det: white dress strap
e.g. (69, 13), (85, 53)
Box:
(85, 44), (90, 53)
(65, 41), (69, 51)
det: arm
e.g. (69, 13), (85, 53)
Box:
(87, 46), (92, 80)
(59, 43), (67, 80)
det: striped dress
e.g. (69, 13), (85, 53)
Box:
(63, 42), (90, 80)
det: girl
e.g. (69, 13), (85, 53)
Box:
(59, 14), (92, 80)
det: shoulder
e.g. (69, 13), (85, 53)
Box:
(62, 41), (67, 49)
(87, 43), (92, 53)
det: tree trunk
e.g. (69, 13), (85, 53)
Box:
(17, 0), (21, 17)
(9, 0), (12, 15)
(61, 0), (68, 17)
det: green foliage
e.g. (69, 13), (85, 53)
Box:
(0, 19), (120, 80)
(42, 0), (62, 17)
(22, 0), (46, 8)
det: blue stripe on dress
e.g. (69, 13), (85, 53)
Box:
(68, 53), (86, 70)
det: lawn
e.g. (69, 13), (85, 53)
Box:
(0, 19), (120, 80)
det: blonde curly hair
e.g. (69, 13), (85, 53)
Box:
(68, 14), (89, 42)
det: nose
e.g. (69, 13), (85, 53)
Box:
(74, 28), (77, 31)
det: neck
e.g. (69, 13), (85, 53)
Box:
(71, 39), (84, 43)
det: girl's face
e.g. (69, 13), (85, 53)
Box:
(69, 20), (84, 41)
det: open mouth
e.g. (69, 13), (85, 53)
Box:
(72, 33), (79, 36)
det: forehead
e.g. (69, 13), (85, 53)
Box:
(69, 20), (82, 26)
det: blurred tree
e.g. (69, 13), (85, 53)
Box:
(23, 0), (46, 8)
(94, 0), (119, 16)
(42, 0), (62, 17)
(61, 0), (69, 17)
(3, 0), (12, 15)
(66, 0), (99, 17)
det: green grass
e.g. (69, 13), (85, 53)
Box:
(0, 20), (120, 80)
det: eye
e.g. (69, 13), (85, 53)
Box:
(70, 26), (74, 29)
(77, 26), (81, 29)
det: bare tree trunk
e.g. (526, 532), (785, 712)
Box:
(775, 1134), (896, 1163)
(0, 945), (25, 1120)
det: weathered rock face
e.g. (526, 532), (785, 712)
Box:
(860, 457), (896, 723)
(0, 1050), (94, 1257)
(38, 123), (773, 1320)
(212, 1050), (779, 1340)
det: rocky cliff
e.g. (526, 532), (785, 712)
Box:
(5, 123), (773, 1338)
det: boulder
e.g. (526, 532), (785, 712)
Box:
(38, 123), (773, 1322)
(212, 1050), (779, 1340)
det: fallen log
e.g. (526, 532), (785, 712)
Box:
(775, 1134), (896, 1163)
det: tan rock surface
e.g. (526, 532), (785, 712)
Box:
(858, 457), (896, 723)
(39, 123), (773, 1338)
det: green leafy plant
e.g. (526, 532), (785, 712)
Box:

==============================

### Work to do
Starting at the line containing "det: weathered rock face" and ending at the last line, give those lines again with "fallen log" switched to "downed log" and everything else unchanged.

### Result of this task
det: weathered rock face
e.g. (526, 532), (785, 712)
Box:
(860, 457), (896, 723)
(0, 1050), (94, 1257)
(38, 123), (773, 1320)
(212, 1050), (779, 1340)
det: rocky cliff
e.g. (526, 532), (785, 712)
Box:
(5, 123), (773, 1338)
det: boulder
e.g. (526, 532), (785, 712)
Box:
(38, 123), (773, 1322)
(212, 1050), (779, 1340)
det: downed log
e.g. (526, 532), (785, 712)
Box:
(775, 1134), (896, 1163)
det: tan rock surface
e.g. (526, 532), (785, 712)
Box:
(858, 457), (896, 723)
(39, 123), (773, 1338)
det: green leafy plant
e.g. (526, 532), (785, 712)
Box:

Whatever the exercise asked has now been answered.